◆ **Consigne a**
Reproduisez sans rien changer le passage de l'extrait sur le Tchad qui va de "Ahmat Yacoub : A" à "la bonne voie.".

Boko Haram n’est pas tchadien. C’est un mouvement nigérian, né au Nigéria et c’était un conflit interne au Nigeria mal géré en 2009 par les forces de l’ordre nigérianes. Au début, le Tchad ne s’est pas mêlé de ce conflit et il a même proposé ses bons offices aux autorités nigérianes. Mais c’est quand Boko Haram a décidé de régionaliser le conflit en s’attaquant aux intérêts des Etats membres du Bassin du Lac Tchad notamment le Tchad et surtout après les incursions de Boko Haram sur le sol tchadien en appelant publiquement à l’instauration d’un régime islamiste au Tchad que les autorités ont évalué la situation et décidé de voler au secours des pays voisins.


 1.Quelles sont les causes profondes du conflit tchadien ?
Ahmat Yacoub : La situation conflictuelle au Tchad ne date pas d’aujourd’hui. Depuis 1963, soit seulement trois années après l’indépendance et sous le pouvoir du Président François Tombalbaye, les hostilités ont fait surface après la dissolution des partis politiques et l’arrestation de ses dirigeants. Puis en 1965, le lancement du Frolinat, (le Front de libération nationale du Tchad). Depuis 1965 jusqu’à nos jours, le pays n’a pas réussi à se libérer de ses démons. La multitude de mouvements rebelles a maintenu le pays dans une sorte d’instabilité source de tous les maux (le sous-développement, la dictature, la corruption, la guerre, le faible taux de scolarité, l’absence d’infrastructure, la violation des droits de l’homme, l’injustice dans tous les domaines y compris dans celui de la nomination aux postes de responsabilité militaire et politique..) pour n’en citer que ceux-là.
 
2. Quel rôle jouent les pays voisins dans la crise interne tchadienne ?
Ahmat Yacoub : A mon avis il n’existe pas pour l’instant une crise interne au Tchad qui nécessite l’intervention des pays voisins. Après le décès du Maréchal Idriss Déby, un comité militaire est mis en place pour la gestion d’une transition de 18 mois avec deux missions principales : 1. la réconciliation inclusive avec toutes les parties en conflits avec les institutions de l’Etat sachant qu’il existe au moins cinq mouvements politico-militaires parmi lesquels deux sont actifs sur le terrain. Ce volet nécessite sans doute des facilitateurs et des médiateurs. 2. L’organisation des élections libres et transparentes. Je crois que le pays est sur la bonne voie.

◆ **Données de l'exercice**
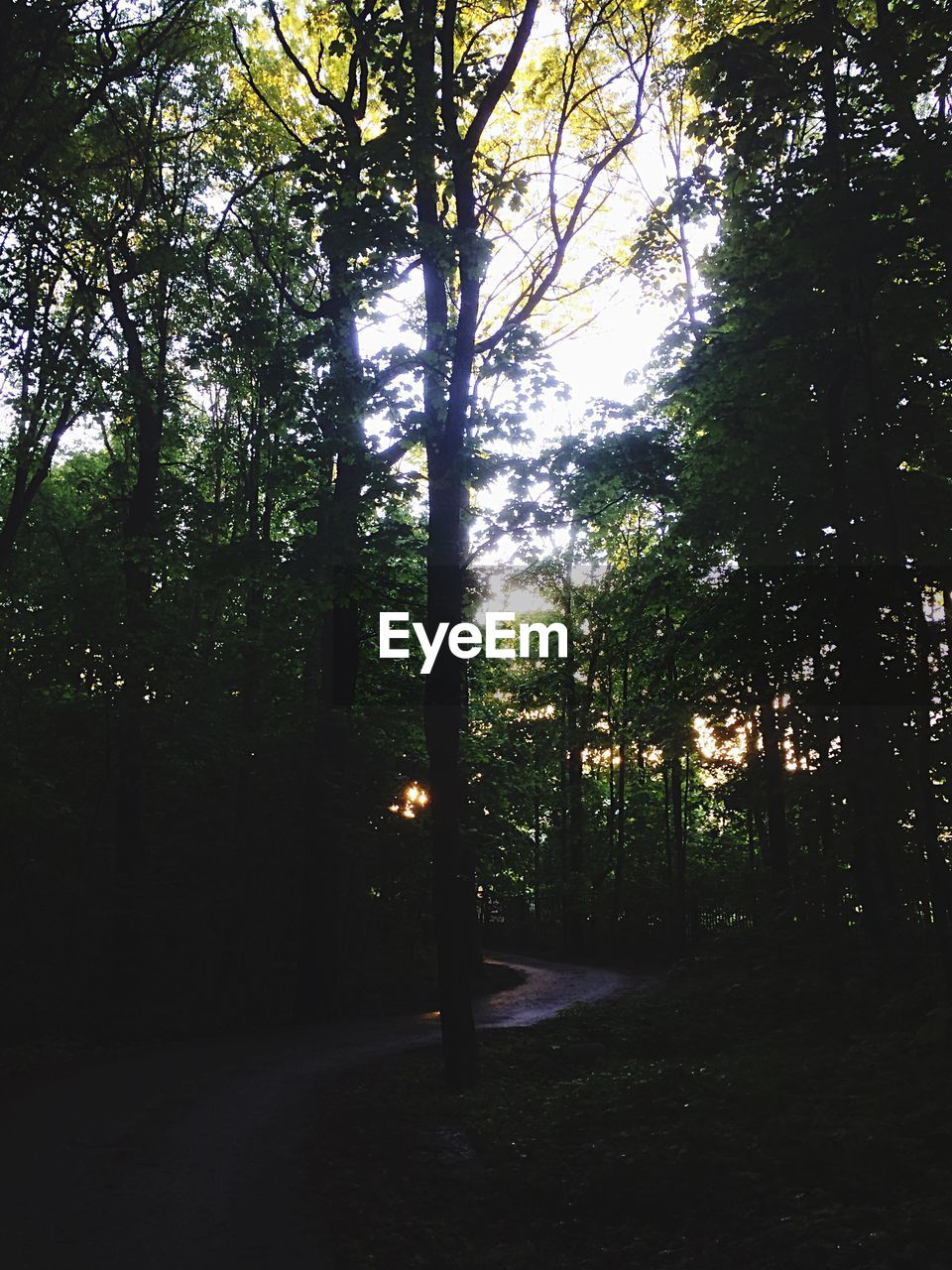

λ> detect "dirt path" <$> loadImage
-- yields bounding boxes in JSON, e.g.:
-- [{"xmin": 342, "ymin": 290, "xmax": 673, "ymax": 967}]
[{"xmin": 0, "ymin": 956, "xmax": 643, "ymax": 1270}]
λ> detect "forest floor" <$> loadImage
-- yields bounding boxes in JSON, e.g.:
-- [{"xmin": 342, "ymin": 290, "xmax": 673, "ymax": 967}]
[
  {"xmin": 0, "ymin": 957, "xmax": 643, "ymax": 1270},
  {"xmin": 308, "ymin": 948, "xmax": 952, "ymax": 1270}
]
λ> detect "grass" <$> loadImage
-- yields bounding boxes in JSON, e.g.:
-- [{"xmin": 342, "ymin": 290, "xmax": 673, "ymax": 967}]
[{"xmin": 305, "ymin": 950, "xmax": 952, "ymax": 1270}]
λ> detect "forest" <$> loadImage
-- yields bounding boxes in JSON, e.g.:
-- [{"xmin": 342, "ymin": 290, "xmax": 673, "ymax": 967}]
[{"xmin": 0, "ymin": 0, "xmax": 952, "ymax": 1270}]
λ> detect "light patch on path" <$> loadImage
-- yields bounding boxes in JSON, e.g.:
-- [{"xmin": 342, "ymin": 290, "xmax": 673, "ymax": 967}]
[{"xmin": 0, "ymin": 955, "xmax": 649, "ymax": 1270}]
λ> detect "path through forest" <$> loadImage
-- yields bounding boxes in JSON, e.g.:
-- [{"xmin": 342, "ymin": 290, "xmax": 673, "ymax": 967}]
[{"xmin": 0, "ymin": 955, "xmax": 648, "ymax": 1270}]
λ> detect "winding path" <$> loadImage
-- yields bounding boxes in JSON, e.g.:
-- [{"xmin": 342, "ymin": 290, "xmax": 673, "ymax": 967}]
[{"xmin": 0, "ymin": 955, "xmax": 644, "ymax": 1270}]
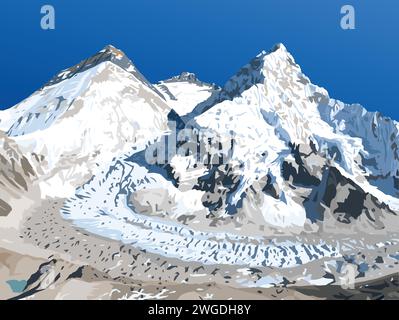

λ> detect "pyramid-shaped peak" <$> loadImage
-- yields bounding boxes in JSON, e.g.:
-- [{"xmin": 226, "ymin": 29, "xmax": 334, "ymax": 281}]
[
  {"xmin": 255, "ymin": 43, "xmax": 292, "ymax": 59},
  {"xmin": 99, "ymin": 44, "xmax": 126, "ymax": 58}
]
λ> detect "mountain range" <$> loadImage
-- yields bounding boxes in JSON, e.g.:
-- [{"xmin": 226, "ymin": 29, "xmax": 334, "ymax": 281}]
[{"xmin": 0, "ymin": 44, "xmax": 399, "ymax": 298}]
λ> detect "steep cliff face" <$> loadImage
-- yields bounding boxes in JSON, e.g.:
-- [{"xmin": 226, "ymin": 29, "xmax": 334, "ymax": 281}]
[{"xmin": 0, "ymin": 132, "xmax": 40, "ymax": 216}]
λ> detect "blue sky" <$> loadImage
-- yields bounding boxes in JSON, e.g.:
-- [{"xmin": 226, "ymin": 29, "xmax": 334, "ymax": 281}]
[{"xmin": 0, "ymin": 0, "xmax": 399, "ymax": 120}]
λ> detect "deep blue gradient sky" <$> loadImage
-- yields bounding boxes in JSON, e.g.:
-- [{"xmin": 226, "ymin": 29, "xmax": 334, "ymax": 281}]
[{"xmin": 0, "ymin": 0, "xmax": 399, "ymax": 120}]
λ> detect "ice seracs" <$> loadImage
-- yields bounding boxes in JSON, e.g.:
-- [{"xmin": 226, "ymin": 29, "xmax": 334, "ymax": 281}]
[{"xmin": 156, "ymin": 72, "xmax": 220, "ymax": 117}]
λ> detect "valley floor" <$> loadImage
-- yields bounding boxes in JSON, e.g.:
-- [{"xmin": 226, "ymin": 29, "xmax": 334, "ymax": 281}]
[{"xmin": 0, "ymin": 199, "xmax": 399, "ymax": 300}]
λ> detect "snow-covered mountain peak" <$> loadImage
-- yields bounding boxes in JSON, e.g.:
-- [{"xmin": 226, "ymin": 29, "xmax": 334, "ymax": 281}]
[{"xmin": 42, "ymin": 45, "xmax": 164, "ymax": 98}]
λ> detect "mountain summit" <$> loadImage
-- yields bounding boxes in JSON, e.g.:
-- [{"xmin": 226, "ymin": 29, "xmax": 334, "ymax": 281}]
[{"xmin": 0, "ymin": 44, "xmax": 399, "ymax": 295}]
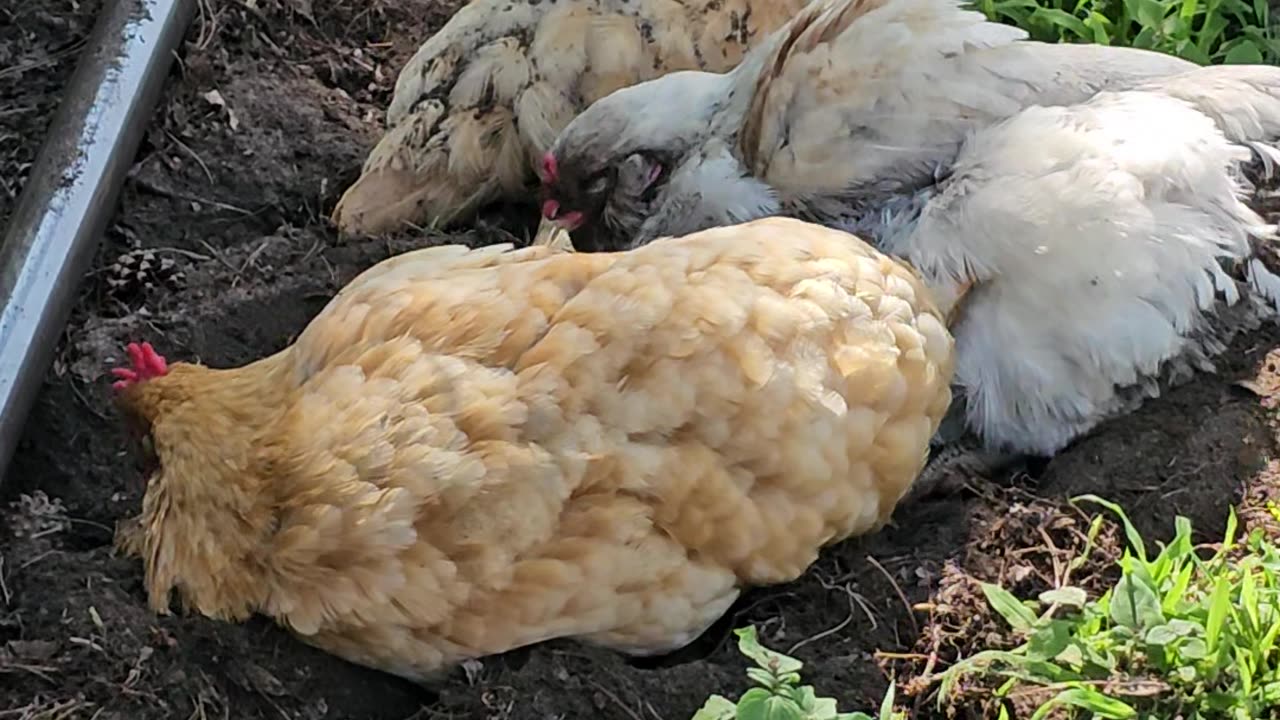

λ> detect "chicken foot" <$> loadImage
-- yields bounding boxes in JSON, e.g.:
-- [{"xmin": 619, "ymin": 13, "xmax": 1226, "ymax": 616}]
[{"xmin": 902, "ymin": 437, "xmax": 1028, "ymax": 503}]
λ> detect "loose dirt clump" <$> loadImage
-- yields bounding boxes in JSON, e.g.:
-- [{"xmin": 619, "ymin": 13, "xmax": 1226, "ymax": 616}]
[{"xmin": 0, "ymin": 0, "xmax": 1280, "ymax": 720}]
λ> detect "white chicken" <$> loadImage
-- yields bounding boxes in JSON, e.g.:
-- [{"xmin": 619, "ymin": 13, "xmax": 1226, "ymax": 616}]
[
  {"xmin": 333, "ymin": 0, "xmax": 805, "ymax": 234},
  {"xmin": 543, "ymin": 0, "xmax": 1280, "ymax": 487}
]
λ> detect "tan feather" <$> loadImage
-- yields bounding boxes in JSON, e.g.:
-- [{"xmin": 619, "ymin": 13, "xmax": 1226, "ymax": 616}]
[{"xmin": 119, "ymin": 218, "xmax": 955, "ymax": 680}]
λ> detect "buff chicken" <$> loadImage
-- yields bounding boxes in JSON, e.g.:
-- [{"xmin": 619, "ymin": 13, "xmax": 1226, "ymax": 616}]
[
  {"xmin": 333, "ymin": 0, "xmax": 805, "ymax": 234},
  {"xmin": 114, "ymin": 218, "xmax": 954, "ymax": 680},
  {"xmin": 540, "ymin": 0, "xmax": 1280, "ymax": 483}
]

◆ **Consigne b**
Affichez toutes les lignes des entrées qui contiennent la chaîne "blue".

◆ **Corrigé détaillé a**
Ahmat Yacoub : A mon avis il n’existe pas pour l’instant une crise interne au Tchad qui nécessite l’intervention des pays voisins. Après le décès du Maréchal Idriss Déby, un comité militaire est mis en place pour la gestion d’une transition de 18 mois avec deux missions principales : 1. la réconciliation inclusive avec toutes les parties en conflits avec les institutions de l’Etat sachant qu’il existe au moins cinq mouvements politico-militaires parmi lesquels deux sont actifs sur le terrain. Ce volet nécessite sans doute des facilitateurs et des médiateurs. 2. L’organisation des élections libres et transparentes. Je crois que le pays est sur la bonne voie.

◆ **Corrigé détaillé b**
λ> detect "blue sky" <$> loadImage
λ> detect "deep blue gradient sky" <$> loadImage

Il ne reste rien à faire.